[Collection entries]
▼
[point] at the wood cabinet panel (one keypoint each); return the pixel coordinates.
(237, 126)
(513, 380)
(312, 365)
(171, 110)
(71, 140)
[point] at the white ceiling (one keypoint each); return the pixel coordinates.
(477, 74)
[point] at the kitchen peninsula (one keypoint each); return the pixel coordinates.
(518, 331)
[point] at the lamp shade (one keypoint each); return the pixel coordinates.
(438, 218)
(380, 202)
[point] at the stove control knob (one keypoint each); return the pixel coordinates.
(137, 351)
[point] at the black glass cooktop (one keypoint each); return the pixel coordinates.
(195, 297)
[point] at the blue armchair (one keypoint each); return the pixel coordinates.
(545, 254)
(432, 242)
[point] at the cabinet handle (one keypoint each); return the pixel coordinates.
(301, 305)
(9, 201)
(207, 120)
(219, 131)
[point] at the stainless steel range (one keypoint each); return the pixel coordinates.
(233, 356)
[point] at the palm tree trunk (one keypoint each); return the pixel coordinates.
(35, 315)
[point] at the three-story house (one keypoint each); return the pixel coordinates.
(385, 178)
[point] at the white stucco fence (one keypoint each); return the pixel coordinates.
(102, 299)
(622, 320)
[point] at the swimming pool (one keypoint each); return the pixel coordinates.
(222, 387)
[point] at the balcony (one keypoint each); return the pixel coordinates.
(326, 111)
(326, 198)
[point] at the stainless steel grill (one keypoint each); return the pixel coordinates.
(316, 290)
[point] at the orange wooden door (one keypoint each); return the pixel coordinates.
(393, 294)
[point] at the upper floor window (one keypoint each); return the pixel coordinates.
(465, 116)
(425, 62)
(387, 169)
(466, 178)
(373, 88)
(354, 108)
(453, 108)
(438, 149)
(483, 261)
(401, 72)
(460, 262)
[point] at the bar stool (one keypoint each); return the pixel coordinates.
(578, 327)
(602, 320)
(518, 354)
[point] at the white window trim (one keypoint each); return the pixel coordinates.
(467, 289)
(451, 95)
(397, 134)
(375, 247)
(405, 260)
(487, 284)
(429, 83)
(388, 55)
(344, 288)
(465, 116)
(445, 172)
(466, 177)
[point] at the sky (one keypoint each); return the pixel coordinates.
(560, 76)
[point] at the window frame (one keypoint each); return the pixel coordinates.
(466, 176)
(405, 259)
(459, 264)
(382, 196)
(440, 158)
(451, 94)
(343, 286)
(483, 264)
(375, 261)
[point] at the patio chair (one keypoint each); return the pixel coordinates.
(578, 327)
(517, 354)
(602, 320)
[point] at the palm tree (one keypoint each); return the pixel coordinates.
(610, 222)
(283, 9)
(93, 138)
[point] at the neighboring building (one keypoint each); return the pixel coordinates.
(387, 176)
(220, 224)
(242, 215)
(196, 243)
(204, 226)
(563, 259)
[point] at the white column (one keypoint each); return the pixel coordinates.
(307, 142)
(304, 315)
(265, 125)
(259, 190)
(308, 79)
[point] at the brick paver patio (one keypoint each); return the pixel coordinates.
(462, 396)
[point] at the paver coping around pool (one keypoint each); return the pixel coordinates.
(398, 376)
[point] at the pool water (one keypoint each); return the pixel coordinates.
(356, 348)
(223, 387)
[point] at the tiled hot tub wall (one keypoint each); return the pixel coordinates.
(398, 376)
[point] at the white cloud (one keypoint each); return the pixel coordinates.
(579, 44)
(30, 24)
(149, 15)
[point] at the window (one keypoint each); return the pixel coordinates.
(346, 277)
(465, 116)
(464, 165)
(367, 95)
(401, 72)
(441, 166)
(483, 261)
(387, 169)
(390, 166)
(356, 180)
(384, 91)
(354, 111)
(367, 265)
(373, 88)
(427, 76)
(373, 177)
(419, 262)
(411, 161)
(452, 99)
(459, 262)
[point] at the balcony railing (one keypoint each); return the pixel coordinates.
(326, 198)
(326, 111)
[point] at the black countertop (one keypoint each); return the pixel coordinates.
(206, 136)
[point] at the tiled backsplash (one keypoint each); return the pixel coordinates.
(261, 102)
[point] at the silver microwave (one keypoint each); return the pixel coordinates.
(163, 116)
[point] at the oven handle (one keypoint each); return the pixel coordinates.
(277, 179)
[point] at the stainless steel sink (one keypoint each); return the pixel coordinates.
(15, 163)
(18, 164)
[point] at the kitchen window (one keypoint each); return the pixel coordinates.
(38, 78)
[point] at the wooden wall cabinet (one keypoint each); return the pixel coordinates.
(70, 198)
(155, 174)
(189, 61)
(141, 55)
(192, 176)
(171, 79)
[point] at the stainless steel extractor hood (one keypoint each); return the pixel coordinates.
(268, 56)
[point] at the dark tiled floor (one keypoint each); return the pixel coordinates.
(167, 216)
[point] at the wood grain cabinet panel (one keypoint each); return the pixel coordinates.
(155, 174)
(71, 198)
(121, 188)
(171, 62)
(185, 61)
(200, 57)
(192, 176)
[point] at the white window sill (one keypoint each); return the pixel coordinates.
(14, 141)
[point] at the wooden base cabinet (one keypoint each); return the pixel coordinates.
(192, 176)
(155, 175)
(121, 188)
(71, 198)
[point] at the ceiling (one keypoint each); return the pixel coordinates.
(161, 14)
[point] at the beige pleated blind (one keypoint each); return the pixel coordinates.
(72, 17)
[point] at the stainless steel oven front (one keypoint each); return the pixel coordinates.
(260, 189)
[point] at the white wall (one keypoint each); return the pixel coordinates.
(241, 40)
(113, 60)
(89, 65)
▲
§ Required work
Express the items, starting with the line containing "[point] at the white wall" and continuing through the last item, as a two-column CSV with the headers item and answer. Give one row per item, with its text and its answer each in a single quoted field and line breaks replaced by spaces.

§ Task response
item,answer
"[point] at the white wall (one keypoint each); return the pixel coordinates.","(241, 40) (113, 60) (89, 65)"